### Text passage
────────────────

Random Samples

Science  02 May 2008:
Vol. 320, Issue 5876, pp. 591

    Research prizes are all the rage, but a new one is sure to raise eyebrows if not gorges: $1 million for getting “in vitro” (IV) meat onto supermarket shelves. People for the Ethical Treatment of Animals (PETA) announced the money pot last week, acknowledging on its Web site that although it would prefer that consumers stick to vegetables, “many people continue to refuse to kick their meat addictions.” IV meat, the thinking goes, would at least save a lot of animals.

    So far, a few scientists have been trying to get cells from pigs and other animals to grow in the lab. But big challenges remain, such as finding the optimal culture conditions. Last month, the first international IV meat symposium was held in Norway.

    PETA is asking contestants to submit IV chicken samples by June 2012 to its panel of 10 judges; entrants must also be able to mass-produce the meat. Although $1 million is a nice bonus, “the real prize would be the global meat market, which is worth hundreds of billions of dollars annually,” assuming consumers are willing to eat the stuff, says Jason Matheny, founder of New Harvest, a nonprofit that promotes substitute meat.

────────────────

### Data
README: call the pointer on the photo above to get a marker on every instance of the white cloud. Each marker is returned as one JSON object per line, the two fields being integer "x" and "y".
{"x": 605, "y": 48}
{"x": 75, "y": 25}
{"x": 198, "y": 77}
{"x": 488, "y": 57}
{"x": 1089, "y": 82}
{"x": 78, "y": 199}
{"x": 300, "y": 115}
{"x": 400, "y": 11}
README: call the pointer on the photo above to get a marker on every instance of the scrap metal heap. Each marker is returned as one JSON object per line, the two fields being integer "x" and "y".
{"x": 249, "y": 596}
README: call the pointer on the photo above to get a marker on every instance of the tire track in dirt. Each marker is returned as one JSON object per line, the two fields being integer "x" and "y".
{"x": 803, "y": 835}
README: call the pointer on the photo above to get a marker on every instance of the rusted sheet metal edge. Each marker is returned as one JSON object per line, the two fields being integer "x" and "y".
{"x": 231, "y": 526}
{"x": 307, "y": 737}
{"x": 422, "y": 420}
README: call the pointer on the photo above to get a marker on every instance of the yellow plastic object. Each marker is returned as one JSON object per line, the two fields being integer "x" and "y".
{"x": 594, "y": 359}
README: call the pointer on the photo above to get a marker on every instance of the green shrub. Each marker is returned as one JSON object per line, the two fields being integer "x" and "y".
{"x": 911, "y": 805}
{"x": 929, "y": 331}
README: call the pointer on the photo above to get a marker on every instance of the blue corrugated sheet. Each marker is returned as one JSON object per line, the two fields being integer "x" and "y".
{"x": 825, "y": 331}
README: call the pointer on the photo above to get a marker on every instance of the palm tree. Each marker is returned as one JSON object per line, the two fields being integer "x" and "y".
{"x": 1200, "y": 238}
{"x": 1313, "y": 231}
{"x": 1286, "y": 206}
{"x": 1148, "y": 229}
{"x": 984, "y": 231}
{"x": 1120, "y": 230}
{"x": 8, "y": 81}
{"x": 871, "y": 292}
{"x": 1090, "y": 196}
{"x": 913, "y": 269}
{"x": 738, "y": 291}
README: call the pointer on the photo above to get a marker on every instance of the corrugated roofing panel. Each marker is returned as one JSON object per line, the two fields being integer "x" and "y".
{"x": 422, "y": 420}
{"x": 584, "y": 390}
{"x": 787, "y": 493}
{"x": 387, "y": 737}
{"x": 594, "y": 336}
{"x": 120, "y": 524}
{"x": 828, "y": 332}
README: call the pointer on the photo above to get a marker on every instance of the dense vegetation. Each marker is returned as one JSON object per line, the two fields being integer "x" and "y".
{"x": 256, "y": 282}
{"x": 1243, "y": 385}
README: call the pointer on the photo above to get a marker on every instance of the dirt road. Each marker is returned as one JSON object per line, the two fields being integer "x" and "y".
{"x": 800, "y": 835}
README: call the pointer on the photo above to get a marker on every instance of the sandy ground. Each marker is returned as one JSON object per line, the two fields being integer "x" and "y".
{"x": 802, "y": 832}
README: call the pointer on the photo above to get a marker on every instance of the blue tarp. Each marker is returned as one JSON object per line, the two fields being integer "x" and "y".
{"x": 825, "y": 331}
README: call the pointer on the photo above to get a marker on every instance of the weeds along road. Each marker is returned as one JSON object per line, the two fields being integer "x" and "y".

────────────────

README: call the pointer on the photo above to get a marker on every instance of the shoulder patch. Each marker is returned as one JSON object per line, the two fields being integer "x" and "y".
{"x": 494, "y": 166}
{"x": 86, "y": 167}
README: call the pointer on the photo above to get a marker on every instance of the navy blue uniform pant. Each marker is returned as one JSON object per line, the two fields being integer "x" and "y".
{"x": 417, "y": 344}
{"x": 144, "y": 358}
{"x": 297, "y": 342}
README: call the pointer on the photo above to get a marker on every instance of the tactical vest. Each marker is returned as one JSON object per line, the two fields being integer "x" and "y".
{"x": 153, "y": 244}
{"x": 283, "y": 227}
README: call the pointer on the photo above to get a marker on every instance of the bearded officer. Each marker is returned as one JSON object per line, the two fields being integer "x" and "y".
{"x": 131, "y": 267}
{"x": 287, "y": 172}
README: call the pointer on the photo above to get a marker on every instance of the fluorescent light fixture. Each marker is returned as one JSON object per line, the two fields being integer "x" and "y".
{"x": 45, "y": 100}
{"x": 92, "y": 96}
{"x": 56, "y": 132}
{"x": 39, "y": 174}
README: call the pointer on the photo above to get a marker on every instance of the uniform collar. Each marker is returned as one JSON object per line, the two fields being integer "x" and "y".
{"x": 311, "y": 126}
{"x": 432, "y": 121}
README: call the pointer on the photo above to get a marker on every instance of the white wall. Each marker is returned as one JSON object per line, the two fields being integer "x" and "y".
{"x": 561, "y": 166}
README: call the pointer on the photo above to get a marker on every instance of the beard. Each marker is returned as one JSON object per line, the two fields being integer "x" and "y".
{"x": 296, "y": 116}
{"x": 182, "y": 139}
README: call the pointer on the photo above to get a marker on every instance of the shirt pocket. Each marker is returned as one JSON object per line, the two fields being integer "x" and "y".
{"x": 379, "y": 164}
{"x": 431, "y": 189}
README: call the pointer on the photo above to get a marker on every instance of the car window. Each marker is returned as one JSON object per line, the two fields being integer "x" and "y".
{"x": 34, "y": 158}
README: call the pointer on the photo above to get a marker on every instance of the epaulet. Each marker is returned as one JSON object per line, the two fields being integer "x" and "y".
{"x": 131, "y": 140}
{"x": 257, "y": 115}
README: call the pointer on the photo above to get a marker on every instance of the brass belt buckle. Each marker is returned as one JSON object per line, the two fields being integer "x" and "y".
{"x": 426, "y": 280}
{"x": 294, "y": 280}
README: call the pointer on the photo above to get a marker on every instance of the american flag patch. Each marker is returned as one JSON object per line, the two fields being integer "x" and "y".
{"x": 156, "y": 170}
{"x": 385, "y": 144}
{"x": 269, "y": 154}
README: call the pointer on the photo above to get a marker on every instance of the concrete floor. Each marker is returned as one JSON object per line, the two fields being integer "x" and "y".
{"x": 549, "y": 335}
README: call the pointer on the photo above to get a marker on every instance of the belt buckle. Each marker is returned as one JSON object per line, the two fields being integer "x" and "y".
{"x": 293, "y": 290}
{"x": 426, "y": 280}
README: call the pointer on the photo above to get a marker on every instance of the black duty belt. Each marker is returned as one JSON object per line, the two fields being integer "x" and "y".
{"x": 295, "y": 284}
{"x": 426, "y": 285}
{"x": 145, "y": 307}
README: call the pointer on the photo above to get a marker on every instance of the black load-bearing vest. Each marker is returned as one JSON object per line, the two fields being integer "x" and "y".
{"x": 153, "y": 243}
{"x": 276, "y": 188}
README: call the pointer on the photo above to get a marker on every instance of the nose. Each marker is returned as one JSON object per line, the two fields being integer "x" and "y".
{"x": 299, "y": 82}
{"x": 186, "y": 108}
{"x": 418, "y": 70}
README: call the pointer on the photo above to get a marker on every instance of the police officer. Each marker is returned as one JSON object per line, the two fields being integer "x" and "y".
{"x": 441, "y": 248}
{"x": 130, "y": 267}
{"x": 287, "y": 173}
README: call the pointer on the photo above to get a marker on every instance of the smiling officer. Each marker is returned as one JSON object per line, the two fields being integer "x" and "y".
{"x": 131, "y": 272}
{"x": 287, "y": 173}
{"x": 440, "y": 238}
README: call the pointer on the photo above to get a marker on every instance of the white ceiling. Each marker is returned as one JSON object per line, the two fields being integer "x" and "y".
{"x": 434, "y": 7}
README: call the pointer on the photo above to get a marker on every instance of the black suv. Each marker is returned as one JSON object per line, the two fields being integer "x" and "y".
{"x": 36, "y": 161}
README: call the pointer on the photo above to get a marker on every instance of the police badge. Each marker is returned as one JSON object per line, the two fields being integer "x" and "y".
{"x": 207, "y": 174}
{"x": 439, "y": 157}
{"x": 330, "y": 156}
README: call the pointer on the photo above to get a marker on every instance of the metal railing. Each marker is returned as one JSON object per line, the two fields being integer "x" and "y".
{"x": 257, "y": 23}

────────────────

### Task list
**a.** In the Science item on PETA's in vitro meat prize, by when must contestants submit their in vitro chicken samples?
**b.** Write a continuation of the Science item on PETA's in vitro meat prize, starting after its final sentence.

### Replies
**a.** By June 2012.

**b.**
    Researchers have witnessed a wild Antarctic fur seal attempting sex with a king penguin—the first documented case of a pinniped trying to mate with an animal that is not only a different species but also a different class of vertebrates.


    P. J. Nico de Bruyn and colleagues at the University of Pretoria in South Africa saw the 45-minute attack at a beach on Marion Island in the southern Indian Ocean. “The seal alternated between resting on the penguin and bouts of pelvic thrusting copulatory behavior,” the team writes in the May Journal of Ethology. Burney le Boeuf, a behavioral ecologist at the University of California, Santa Cruz, says he's not surprised, given the male propensity to father as many offspring as possible: “Sperm are cheap.” Le Boeuf says he's reminded of male wild turkeys, which will attempt to mate with a stick if it's placed at an angle that mimics the neck of a receptive female.


    Physicians may be losing their attention spans along with the rest of us, but French researchers have come up with a remedy: pictographs to give doctors shortcuts to information that will help them write better prescriptions.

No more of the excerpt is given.